◆ **Prompt**:
Reproduce the material below word for word, from the line containing "of the grass" up to and including the line containing "[(581, 277)]".

◆ **Material for this task**:
------------------------------------------------

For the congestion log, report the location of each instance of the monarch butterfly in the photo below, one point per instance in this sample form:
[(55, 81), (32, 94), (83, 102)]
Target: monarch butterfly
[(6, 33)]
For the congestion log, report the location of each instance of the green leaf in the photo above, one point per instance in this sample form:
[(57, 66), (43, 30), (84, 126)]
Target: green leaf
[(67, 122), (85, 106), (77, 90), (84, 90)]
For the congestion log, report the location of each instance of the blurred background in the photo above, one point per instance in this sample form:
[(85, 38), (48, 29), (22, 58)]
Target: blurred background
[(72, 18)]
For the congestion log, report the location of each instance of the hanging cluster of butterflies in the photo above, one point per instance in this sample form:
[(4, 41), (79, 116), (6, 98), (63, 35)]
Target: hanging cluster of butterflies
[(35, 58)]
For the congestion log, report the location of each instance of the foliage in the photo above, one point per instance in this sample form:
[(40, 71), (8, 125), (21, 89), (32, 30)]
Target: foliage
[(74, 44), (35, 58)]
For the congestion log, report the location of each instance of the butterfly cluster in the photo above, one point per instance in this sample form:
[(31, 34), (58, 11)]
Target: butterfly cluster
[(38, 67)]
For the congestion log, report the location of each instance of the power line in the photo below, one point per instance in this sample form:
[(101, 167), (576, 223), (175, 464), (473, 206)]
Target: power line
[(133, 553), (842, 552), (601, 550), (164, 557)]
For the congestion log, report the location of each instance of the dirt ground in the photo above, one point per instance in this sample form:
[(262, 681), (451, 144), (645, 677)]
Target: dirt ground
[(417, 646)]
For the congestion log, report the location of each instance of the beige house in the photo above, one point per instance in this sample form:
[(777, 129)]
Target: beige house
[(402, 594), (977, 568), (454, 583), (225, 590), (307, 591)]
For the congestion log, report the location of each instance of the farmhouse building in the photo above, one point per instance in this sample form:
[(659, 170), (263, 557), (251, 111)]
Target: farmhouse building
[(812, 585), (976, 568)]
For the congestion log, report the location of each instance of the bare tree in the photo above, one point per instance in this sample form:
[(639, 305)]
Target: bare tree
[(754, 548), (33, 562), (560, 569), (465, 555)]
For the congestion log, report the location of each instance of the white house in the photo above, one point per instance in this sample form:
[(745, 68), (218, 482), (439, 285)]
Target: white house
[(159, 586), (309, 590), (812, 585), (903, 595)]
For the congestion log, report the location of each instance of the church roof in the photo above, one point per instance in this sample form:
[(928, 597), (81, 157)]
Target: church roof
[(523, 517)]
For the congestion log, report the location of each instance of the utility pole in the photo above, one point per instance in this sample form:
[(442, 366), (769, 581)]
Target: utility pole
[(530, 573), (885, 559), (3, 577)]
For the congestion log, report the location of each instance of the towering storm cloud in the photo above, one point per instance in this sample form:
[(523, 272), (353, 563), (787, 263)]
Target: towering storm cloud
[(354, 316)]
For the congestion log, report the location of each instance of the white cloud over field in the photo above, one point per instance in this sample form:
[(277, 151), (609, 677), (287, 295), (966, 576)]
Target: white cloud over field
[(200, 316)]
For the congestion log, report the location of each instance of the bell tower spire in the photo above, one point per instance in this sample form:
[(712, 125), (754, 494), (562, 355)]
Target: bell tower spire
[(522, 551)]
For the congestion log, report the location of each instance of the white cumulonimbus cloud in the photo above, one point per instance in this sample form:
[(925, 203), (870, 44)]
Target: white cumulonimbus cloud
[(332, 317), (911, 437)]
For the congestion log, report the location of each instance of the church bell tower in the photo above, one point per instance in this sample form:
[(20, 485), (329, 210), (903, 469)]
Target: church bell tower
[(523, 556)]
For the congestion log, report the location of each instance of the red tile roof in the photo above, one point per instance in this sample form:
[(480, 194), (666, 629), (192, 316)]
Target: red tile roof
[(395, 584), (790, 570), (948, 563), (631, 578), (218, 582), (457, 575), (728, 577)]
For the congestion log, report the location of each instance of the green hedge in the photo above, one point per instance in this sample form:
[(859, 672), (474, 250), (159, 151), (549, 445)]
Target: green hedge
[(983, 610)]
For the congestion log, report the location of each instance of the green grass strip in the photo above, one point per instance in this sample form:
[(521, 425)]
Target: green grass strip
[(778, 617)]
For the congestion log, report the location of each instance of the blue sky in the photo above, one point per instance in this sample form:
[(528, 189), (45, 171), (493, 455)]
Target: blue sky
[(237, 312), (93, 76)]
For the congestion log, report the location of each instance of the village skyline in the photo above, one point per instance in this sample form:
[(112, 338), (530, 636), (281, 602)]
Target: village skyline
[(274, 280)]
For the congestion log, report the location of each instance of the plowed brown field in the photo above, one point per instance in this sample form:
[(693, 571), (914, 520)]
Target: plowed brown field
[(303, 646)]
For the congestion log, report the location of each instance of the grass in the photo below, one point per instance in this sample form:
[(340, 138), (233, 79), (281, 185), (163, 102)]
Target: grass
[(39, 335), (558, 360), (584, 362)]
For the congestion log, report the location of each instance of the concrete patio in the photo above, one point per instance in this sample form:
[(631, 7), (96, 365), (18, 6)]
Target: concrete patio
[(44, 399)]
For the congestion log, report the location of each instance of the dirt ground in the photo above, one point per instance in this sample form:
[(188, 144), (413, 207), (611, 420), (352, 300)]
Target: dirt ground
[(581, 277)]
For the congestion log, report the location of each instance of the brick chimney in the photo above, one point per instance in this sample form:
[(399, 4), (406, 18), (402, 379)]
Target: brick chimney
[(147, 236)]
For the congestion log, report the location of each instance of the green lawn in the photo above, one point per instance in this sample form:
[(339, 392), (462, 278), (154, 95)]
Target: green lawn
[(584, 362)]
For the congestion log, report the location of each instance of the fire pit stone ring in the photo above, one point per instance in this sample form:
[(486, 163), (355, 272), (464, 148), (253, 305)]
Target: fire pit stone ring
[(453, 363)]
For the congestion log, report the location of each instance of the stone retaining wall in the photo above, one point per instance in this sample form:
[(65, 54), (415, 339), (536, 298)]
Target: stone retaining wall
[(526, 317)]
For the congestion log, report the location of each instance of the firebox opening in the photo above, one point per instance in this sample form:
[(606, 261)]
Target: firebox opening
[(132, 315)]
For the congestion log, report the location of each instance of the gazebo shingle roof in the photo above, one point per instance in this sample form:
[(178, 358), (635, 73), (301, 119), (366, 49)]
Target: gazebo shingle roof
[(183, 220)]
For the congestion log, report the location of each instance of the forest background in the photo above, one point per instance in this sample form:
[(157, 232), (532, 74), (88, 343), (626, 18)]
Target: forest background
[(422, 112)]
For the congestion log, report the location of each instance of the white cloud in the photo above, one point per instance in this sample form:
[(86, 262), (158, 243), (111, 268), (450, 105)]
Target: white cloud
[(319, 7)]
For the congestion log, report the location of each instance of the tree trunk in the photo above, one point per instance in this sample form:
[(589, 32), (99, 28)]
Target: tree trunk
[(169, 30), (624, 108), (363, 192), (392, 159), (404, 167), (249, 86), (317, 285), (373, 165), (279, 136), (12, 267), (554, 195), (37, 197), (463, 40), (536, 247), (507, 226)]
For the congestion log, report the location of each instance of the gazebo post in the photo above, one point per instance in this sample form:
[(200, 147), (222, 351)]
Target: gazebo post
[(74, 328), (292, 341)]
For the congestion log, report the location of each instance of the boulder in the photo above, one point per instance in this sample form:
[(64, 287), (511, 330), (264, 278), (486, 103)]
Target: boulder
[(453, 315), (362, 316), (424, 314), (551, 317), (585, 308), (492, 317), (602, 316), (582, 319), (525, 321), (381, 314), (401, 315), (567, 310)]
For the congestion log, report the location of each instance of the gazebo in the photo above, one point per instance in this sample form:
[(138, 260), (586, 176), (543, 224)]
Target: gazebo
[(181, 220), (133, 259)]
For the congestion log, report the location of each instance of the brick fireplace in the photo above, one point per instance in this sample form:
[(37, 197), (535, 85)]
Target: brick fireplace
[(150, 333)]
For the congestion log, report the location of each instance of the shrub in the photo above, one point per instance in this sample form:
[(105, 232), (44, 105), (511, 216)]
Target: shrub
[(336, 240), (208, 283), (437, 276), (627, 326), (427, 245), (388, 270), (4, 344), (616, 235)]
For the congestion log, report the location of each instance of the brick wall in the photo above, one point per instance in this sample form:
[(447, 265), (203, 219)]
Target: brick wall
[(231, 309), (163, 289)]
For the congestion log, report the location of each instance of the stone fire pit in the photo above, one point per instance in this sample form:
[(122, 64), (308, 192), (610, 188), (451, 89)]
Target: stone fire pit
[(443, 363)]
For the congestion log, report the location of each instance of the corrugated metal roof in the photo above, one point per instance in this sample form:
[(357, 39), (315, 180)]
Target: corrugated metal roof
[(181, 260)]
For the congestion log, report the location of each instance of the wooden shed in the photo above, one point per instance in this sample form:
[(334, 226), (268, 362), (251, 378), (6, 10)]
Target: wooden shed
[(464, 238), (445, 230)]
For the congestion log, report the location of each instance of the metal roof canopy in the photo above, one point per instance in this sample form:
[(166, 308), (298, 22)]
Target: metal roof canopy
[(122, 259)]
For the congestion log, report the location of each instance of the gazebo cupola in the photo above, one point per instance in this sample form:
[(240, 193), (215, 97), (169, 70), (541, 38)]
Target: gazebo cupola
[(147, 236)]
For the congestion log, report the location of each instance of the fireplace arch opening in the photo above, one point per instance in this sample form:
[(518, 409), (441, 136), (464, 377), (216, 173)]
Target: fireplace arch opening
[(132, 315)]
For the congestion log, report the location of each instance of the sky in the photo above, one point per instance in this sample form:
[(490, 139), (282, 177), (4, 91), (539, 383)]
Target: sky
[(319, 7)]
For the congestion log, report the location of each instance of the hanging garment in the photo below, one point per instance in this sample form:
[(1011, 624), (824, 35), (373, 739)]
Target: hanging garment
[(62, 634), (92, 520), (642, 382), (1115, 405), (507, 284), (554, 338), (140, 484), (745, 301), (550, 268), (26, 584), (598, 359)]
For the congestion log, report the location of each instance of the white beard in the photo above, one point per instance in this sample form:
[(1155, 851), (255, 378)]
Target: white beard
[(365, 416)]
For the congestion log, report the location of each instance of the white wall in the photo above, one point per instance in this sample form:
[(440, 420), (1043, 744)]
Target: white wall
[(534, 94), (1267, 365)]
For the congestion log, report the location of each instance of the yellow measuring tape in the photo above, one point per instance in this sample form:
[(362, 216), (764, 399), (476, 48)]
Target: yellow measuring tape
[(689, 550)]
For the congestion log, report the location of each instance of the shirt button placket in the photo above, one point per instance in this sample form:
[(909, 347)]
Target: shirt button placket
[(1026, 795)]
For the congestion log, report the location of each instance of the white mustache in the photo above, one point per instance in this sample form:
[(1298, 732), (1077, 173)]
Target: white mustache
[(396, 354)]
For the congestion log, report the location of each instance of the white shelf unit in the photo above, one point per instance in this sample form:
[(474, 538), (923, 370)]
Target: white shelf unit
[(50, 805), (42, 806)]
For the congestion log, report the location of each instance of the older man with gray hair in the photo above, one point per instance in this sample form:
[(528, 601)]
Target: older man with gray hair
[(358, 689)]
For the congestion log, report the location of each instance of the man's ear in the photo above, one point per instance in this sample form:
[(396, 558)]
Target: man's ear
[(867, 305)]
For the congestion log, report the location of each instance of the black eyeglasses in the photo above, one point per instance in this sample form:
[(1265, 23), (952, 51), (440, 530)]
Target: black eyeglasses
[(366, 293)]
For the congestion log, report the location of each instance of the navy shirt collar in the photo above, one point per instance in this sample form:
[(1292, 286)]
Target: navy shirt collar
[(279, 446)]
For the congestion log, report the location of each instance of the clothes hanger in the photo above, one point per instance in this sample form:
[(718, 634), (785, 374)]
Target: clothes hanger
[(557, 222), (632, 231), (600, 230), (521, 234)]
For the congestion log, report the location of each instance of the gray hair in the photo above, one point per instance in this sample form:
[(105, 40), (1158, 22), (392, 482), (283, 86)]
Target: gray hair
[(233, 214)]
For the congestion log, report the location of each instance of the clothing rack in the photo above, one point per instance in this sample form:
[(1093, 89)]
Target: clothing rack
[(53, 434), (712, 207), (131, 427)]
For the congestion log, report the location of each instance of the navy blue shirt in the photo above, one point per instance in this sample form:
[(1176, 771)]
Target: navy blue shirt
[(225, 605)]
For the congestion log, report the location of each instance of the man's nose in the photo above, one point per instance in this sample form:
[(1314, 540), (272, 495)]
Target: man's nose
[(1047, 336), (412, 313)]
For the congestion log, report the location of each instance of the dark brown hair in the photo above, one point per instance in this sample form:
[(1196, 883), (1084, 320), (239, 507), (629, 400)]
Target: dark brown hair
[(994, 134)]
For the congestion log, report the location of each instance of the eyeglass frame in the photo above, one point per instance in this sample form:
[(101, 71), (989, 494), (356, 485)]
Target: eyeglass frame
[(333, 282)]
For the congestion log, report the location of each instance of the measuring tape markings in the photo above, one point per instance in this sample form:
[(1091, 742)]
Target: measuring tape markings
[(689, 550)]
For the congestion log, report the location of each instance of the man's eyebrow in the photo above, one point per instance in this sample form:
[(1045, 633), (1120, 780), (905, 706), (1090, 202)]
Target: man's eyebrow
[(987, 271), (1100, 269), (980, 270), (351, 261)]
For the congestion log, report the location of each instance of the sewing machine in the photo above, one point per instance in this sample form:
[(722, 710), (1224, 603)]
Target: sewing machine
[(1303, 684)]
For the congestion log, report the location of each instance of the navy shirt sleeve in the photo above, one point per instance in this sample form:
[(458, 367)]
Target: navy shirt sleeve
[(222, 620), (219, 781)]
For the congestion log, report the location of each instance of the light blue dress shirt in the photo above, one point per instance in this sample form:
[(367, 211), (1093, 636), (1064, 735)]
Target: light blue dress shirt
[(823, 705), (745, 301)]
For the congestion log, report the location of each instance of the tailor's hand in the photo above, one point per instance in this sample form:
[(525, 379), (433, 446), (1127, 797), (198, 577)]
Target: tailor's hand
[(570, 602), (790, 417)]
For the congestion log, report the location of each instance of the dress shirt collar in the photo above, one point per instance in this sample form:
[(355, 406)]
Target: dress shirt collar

------------------------------------------------

◆ **Result of the exercise**:
For the congestion log, report the location of each instance of the grass in the photo below, one point per instance in this sample form:
[(340, 138), (233, 79), (281, 185), (163, 102)]
Target: grass
[(39, 335), (558, 360), (584, 362)]
For the congestion log, report the location of each instance of the concrete patio in the photo above, one point per instance in this sample form:
[(631, 7), (96, 365), (18, 6)]
Target: concrete patio
[(44, 399)]
For the congestion log, report the location of each instance of the dirt ground in the photo above, one point per instance in this sample form:
[(188, 144), (413, 207), (611, 420), (352, 300)]
Target: dirt ground
[(581, 277)]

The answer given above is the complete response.